* BEGIN Provided entries *

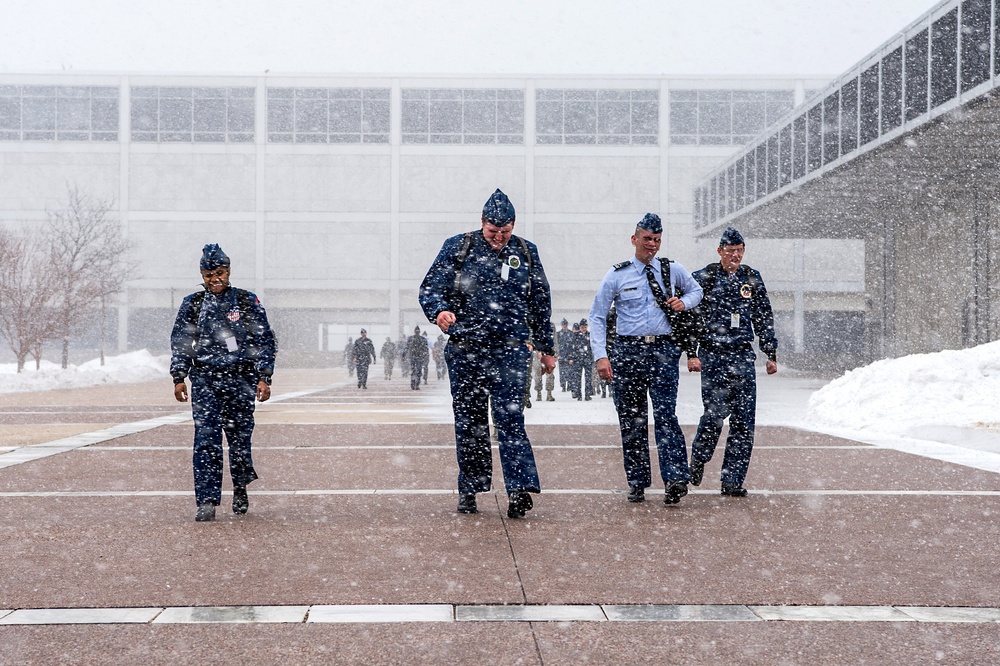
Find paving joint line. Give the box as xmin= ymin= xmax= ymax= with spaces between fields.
xmin=0 ymin=603 xmax=1000 ymax=624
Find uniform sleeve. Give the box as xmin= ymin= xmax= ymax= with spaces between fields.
xmin=170 ymin=296 xmax=198 ymax=384
xmin=587 ymin=269 xmax=615 ymax=360
xmin=527 ymin=243 xmax=555 ymax=354
xmin=417 ymin=236 xmax=462 ymax=323
xmin=750 ymin=269 xmax=778 ymax=361
xmin=248 ymin=294 xmax=278 ymax=384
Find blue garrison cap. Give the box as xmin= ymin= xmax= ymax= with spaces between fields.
xmin=201 ymin=243 xmax=229 ymax=271
xmin=483 ymin=188 xmax=514 ymax=227
xmin=635 ymin=213 xmax=663 ymax=234
xmin=719 ymin=227 xmax=746 ymax=247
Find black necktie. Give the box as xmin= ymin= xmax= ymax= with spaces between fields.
xmin=646 ymin=264 xmax=674 ymax=318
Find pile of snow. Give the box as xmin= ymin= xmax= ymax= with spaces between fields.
xmin=807 ymin=341 xmax=1000 ymax=435
xmin=0 ymin=349 xmax=170 ymax=393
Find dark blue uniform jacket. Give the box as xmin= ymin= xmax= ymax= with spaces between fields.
xmin=420 ymin=231 xmax=553 ymax=354
xmin=170 ymin=287 xmax=277 ymax=384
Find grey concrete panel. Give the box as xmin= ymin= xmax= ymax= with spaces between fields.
xmin=748 ymin=606 xmax=913 ymax=622
xmin=309 ymin=604 xmax=455 ymax=623
xmin=153 ymin=606 xmax=309 ymax=624
xmin=603 ymin=604 xmax=761 ymax=622
xmin=0 ymin=608 xmax=163 ymax=625
xmin=455 ymin=604 xmax=608 ymax=622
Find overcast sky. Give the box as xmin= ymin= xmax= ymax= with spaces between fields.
xmin=0 ymin=0 xmax=936 ymax=76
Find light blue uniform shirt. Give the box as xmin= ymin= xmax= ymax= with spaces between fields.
xmin=588 ymin=257 xmax=702 ymax=359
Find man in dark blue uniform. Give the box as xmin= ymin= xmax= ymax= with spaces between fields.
xmin=420 ymin=190 xmax=556 ymax=518
xmin=555 ymin=319 xmax=573 ymax=393
xmin=688 ymin=227 xmax=778 ymax=497
xmin=406 ymin=326 xmax=427 ymax=391
xmin=170 ymin=244 xmax=277 ymax=522
xmin=590 ymin=213 xmax=701 ymax=504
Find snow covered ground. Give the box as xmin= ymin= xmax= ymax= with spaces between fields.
xmin=0 ymin=349 xmax=170 ymax=393
xmin=0 ymin=342 xmax=1000 ymax=473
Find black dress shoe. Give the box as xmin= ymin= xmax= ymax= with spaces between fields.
xmin=688 ymin=458 xmax=705 ymax=486
xmin=663 ymin=480 xmax=687 ymax=504
xmin=458 ymin=494 xmax=479 ymax=513
xmin=233 ymin=486 xmax=250 ymax=516
xmin=507 ymin=490 xmax=532 ymax=518
xmin=722 ymin=483 xmax=747 ymax=497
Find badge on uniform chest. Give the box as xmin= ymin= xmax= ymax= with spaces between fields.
xmin=500 ymin=255 xmax=521 ymax=282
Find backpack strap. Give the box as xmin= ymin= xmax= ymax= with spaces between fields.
xmin=451 ymin=231 xmax=476 ymax=293
xmin=514 ymin=236 xmax=535 ymax=300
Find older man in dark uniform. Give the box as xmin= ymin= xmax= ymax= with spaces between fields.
xmin=688 ymin=227 xmax=778 ymax=497
xmin=420 ymin=190 xmax=555 ymax=518
xmin=170 ymin=244 xmax=277 ymax=522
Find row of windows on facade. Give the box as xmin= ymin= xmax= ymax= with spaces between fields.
xmin=694 ymin=0 xmax=1000 ymax=226
xmin=0 ymin=86 xmax=793 ymax=145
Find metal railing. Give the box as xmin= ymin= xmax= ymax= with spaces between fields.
xmin=694 ymin=0 xmax=1000 ymax=232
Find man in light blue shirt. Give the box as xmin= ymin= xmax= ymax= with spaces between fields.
xmin=590 ymin=213 xmax=702 ymax=504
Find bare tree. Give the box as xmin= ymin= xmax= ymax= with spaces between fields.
xmin=0 ymin=229 xmax=59 ymax=372
xmin=48 ymin=187 xmax=134 ymax=368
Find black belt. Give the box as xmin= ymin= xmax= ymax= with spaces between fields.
xmin=448 ymin=336 xmax=528 ymax=351
xmin=617 ymin=335 xmax=673 ymax=343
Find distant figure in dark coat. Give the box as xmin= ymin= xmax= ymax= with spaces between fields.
xmin=406 ymin=326 xmax=428 ymax=391
xmin=379 ymin=337 xmax=396 ymax=379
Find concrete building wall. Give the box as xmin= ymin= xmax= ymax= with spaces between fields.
xmin=0 ymin=75 xmax=864 ymax=368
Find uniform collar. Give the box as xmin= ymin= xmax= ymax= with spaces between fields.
xmin=632 ymin=254 xmax=660 ymax=275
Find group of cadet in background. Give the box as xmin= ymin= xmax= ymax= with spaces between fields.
xmin=170 ymin=189 xmax=778 ymax=521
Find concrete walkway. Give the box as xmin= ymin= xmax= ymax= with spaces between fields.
xmin=0 ymin=368 xmax=1000 ymax=664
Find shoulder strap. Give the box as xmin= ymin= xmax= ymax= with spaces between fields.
xmin=701 ymin=262 xmax=722 ymax=298
xmin=743 ymin=264 xmax=760 ymax=296
xmin=657 ymin=257 xmax=680 ymax=298
xmin=514 ymin=236 xmax=535 ymax=299
xmin=514 ymin=236 xmax=535 ymax=273
xmin=188 ymin=291 xmax=205 ymax=328
xmin=451 ymin=231 xmax=476 ymax=293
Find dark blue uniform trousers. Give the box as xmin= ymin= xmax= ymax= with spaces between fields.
xmin=610 ymin=336 xmax=691 ymax=488
xmin=691 ymin=349 xmax=757 ymax=486
xmin=444 ymin=342 xmax=541 ymax=495
xmin=191 ymin=367 xmax=257 ymax=506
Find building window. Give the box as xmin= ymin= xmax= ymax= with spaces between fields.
xmin=670 ymin=90 xmax=795 ymax=146
xmin=267 ymin=88 xmax=389 ymax=143
xmin=402 ymin=88 xmax=524 ymax=145
xmin=535 ymin=89 xmax=660 ymax=146
xmin=132 ymin=86 xmax=254 ymax=143
xmin=0 ymin=86 xmax=118 ymax=141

* END Provided entries *

▶ Required work
Copy the records above word for word, including every line, and leave the pictures out of your copy.

▶ Response below
Find paving joint line. Give the box as xmin= ymin= xmax= ymax= with spaces between fields.
xmin=0 ymin=603 xmax=1000 ymax=624
Find uniform sleeve. Give the box as xmin= ymin= xmax= ymax= with spaces between fields.
xmin=170 ymin=296 xmax=198 ymax=384
xmin=587 ymin=269 xmax=615 ymax=360
xmin=527 ymin=243 xmax=555 ymax=354
xmin=417 ymin=236 xmax=462 ymax=323
xmin=750 ymin=269 xmax=778 ymax=361
xmin=248 ymin=294 xmax=278 ymax=384
Find blue garrison cap. Give the box as xmin= ymin= xmax= ymax= with spaces between fields.
xmin=201 ymin=243 xmax=229 ymax=271
xmin=483 ymin=188 xmax=514 ymax=227
xmin=635 ymin=213 xmax=663 ymax=234
xmin=719 ymin=227 xmax=746 ymax=247
Find black necktie. Give the box as xmin= ymin= xmax= ymax= with spaces between fields.
xmin=646 ymin=264 xmax=674 ymax=318
Find pile of snow. Give the box as xmin= ymin= xmax= ymax= with spaces between fields.
xmin=807 ymin=341 xmax=1000 ymax=435
xmin=0 ymin=349 xmax=170 ymax=393
Find dark blue uniform jacket. Give the box as xmin= ymin= xmax= ymax= with spaces between fields.
xmin=420 ymin=231 xmax=553 ymax=354
xmin=170 ymin=287 xmax=277 ymax=384
Find grey concrete panel. Give the box as xmin= ymin= xmax= ymax= with spaces between fields.
xmin=748 ymin=606 xmax=913 ymax=622
xmin=309 ymin=604 xmax=455 ymax=623
xmin=153 ymin=606 xmax=309 ymax=624
xmin=603 ymin=604 xmax=761 ymax=622
xmin=0 ymin=608 xmax=163 ymax=625
xmin=455 ymin=604 xmax=608 ymax=622
Find overcast sky. Give the box as xmin= ymin= xmax= ymax= with spaces between fields.
xmin=0 ymin=0 xmax=936 ymax=76
Find light blue uniform shirt. Give the box as xmin= ymin= xmax= ymax= with spaces between fields.
xmin=588 ymin=257 xmax=702 ymax=359
Find man in dark blue uniform. Give the box as xmin= ymin= xmax= ymax= with spaces between fields.
xmin=420 ymin=190 xmax=556 ymax=518
xmin=555 ymin=319 xmax=573 ymax=393
xmin=688 ymin=227 xmax=778 ymax=497
xmin=406 ymin=326 xmax=427 ymax=391
xmin=170 ymin=244 xmax=277 ymax=522
xmin=590 ymin=213 xmax=701 ymax=504
Find snow covered ground. Give the box as xmin= ymin= xmax= ymax= with spaces between fields.
xmin=0 ymin=349 xmax=170 ymax=393
xmin=0 ymin=342 xmax=1000 ymax=473
Find black dress shoe. Give the box as xmin= ymin= xmax= ymax= with spaces between fields.
xmin=688 ymin=458 xmax=705 ymax=486
xmin=663 ymin=480 xmax=687 ymax=504
xmin=458 ymin=494 xmax=479 ymax=513
xmin=233 ymin=486 xmax=250 ymax=516
xmin=507 ymin=490 xmax=532 ymax=518
xmin=722 ymin=483 xmax=747 ymax=497
Find badge on uniform chest. Give the box as xmin= ymin= xmax= ymax= with spaces between fields.
xmin=500 ymin=255 xmax=521 ymax=282
Find backpack strap. Give the box as xmin= ymin= xmax= ymax= with spaces between fields.
xmin=451 ymin=231 xmax=476 ymax=293
xmin=514 ymin=236 xmax=535 ymax=300
Find older man in dark uniform. Give the box as xmin= ymin= xmax= ymax= with spaces between fields.
xmin=688 ymin=227 xmax=778 ymax=497
xmin=420 ymin=190 xmax=555 ymax=518
xmin=170 ymin=244 xmax=277 ymax=522
Find row of windows on facade. Give the box as xmin= ymin= xmax= ymax= with spaces between fields.
xmin=694 ymin=0 xmax=1000 ymax=226
xmin=0 ymin=86 xmax=793 ymax=145
Find metal railing. Give the box as xmin= ymin= xmax= ymax= with spaces between fields.
xmin=694 ymin=0 xmax=1000 ymax=232
Find man in light blue shirt. Give the box as xmin= ymin= xmax= ymax= with spaces between fields.
xmin=590 ymin=213 xmax=702 ymax=504
Find bare tree. Give the box as xmin= ymin= xmax= ymax= with spaces between fields.
xmin=0 ymin=229 xmax=59 ymax=372
xmin=48 ymin=187 xmax=134 ymax=368
Find black belt. Give the box as xmin= ymin= xmax= ymax= with spaces between fields.
xmin=448 ymin=336 xmax=528 ymax=351
xmin=617 ymin=335 xmax=673 ymax=343
Find distant figure in dark coat. Give the box as xmin= ymin= xmax= ymax= with spaces between fields.
xmin=406 ymin=326 xmax=428 ymax=391
xmin=379 ymin=337 xmax=396 ymax=379
Find concrete building wall. Give the box as xmin= ymin= xmax= ymax= with spaces between fields.
xmin=0 ymin=75 xmax=864 ymax=368
Find uniform collar. Give the box as xmin= ymin= xmax= ymax= with spaces between fields.
xmin=632 ymin=254 xmax=660 ymax=275
Find group of cadet in background. Give the box as xmin= ymin= xmax= ymax= with spaces between fields.
xmin=170 ymin=189 xmax=778 ymax=521
Find concrete walkway. Give the box as xmin= ymin= xmax= ymax= with spaces between fields.
xmin=0 ymin=368 xmax=1000 ymax=664
Find shoulder strap. Give the box as xmin= ymin= xmax= ymax= with spaces between fields.
xmin=701 ymin=262 xmax=722 ymax=298
xmin=743 ymin=264 xmax=760 ymax=296
xmin=657 ymin=257 xmax=680 ymax=298
xmin=514 ymin=236 xmax=535 ymax=299
xmin=514 ymin=236 xmax=535 ymax=273
xmin=188 ymin=291 xmax=205 ymax=328
xmin=451 ymin=231 xmax=476 ymax=293
Find dark blue uniform trousers. Give the box as xmin= ymin= xmax= ymax= with spaces between fields.
xmin=610 ymin=336 xmax=691 ymax=488
xmin=691 ymin=349 xmax=757 ymax=486
xmin=444 ymin=342 xmax=541 ymax=495
xmin=191 ymin=367 xmax=257 ymax=506
Find building window. Give the box as xmin= ymin= xmax= ymax= with spaces between fields.
xmin=670 ymin=90 xmax=795 ymax=146
xmin=267 ymin=88 xmax=389 ymax=143
xmin=402 ymin=88 xmax=524 ymax=145
xmin=535 ymin=89 xmax=660 ymax=146
xmin=132 ymin=86 xmax=254 ymax=143
xmin=0 ymin=86 xmax=118 ymax=141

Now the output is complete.